(DATA IN THIS EXERCISE Opens)
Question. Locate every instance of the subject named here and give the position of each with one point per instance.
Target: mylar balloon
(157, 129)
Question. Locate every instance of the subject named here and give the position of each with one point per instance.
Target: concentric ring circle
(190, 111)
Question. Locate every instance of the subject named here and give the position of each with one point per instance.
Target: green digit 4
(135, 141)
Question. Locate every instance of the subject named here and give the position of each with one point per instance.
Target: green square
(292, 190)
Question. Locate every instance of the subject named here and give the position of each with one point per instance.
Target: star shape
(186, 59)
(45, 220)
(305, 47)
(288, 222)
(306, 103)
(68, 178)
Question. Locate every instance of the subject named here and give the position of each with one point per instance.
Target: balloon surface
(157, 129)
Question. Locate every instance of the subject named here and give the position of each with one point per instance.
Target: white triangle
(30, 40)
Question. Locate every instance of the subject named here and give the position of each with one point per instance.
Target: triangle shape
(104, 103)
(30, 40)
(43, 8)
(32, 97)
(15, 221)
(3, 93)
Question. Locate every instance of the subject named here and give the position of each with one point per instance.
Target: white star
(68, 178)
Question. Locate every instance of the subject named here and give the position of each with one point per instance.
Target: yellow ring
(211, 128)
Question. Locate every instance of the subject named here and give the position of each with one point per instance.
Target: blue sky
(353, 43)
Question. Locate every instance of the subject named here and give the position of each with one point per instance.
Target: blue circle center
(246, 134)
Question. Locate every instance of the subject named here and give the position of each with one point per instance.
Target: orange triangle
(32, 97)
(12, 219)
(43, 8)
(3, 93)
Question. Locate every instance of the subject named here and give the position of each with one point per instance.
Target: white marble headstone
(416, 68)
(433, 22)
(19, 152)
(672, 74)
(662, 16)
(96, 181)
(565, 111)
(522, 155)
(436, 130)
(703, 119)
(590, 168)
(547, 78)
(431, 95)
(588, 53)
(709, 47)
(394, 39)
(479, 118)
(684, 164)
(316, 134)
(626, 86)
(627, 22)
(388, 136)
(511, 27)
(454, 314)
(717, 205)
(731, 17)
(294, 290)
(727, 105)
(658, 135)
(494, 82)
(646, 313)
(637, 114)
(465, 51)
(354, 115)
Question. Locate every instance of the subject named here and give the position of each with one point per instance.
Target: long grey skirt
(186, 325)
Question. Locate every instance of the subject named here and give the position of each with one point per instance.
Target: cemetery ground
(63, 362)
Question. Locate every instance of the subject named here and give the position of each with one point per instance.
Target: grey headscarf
(DATA IN THIS EXERCISE Closes)
WHAT YOU NEED TO DO: In the records above, find the line containing "Target: long grey skirt" and print it and every later line exactly, through the last one.

EXERCISE OUTPUT:
Target: long grey skirt
(186, 325)
Question. Locate every instance of the subject named here and give the position of each with one point per instance.
Target: cemetery ground
(63, 362)
Question. Locate every instance of the subject named here and give the position of each with one point per instance.
Target: grey headscarf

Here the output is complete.